### WHAT IS ASKED
Return verbatim the lines of the data below, starting with the line that contains "one marker per instance, written like [142,291]" and continuing through the last line of the data, with both ends included.

┌─ DATA LINES

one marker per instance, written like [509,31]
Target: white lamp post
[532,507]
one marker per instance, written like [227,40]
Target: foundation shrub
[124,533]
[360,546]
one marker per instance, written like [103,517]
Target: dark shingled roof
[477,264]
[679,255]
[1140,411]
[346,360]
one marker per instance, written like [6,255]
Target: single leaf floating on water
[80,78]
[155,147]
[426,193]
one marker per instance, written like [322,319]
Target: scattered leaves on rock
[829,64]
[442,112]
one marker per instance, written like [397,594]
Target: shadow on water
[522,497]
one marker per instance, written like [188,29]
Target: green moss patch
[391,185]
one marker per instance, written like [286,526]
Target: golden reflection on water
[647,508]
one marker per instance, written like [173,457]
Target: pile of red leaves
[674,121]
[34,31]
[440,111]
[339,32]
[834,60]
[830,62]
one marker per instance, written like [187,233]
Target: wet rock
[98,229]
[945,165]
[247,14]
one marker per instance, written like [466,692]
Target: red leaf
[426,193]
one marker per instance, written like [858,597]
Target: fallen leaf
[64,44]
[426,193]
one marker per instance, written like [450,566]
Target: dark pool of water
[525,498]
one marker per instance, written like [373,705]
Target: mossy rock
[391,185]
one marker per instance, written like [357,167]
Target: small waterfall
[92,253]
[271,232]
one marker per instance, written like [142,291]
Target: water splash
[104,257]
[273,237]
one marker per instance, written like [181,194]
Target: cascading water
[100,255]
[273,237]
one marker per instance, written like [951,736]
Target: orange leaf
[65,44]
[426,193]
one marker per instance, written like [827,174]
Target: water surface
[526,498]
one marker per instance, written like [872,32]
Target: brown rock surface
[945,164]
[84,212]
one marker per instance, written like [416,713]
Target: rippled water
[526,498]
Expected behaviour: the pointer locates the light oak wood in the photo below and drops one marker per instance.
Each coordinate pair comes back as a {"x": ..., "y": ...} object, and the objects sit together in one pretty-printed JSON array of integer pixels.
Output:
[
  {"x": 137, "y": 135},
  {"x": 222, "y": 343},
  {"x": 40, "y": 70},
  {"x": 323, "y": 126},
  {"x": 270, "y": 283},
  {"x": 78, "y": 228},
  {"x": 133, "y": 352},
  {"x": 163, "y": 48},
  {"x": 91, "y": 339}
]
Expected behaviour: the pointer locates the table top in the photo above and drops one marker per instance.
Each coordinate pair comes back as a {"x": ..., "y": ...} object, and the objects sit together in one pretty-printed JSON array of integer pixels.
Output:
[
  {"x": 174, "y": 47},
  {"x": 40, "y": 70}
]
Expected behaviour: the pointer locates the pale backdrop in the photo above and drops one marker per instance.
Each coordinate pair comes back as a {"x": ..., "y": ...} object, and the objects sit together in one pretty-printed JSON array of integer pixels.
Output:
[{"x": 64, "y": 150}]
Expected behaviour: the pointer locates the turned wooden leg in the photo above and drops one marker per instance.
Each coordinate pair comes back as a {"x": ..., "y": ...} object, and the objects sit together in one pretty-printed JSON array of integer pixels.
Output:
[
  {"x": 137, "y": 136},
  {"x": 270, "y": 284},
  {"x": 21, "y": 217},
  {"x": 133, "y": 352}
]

└─

### OUTPUT BELOW
one marker per instance, written like [142,291]
Target: water splash
[104,257]
[273,237]
one marker per instance, written like [181,194]
Target: cascading water
[100,255]
[273,237]
one marker per instance, written like [951,736]
Target: orange leaf
[65,44]
[426,193]
one marker per instance, written like [827,174]
Target: water surface
[526,498]
one marker per instance, written like [872,32]
Target: brown rock surface
[945,164]
[84,212]
one marker per instance, written like [416,713]
Target: rippled water
[526,498]
Expected behaviour: the pointer locates the light oak wood in the photo below and drops one marker per instance.
Each coordinate pair comes back as a {"x": ..., "y": ...} object, and the objects sit together in one pretty-printed JSON array of integer pixels.
Output:
[
  {"x": 137, "y": 135},
  {"x": 222, "y": 343},
  {"x": 40, "y": 70},
  {"x": 323, "y": 126},
  {"x": 270, "y": 283},
  {"x": 78, "y": 228},
  {"x": 133, "y": 352},
  {"x": 163, "y": 48},
  {"x": 91, "y": 339}
]
Expected behaviour: the pointer locates the table top in the photo above and drops one marker per instance.
Each coordinate pair comes back as a {"x": ..., "y": ...} object, and the objects sit together in one pretty-printed JSON array of integer pixels.
Output:
[
  {"x": 174, "y": 47},
  {"x": 40, "y": 70}
]
Expected behaviour: the pointer locates the pale backdrop in the photo above and drops one marker per instance.
Each coordinate pair comes back as a {"x": ..., "y": ...} object, and the objects sit together in one pretty-printed JSON array of integer pixels.
Output:
[{"x": 64, "y": 150}]
Expected behaviour: the pointer locates the turned wooden leg in the photo above and drops one marker per instance.
Each coordinate pair comes back as a {"x": ..., "y": ...} object, and the objects sit together in one pretty-printed JSON array of integer pixels.
Output:
[
  {"x": 137, "y": 136},
  {"x": 270, "y": 284},
  {"x": 21, "y": 217},
  {"x": 133, "y": 352}
]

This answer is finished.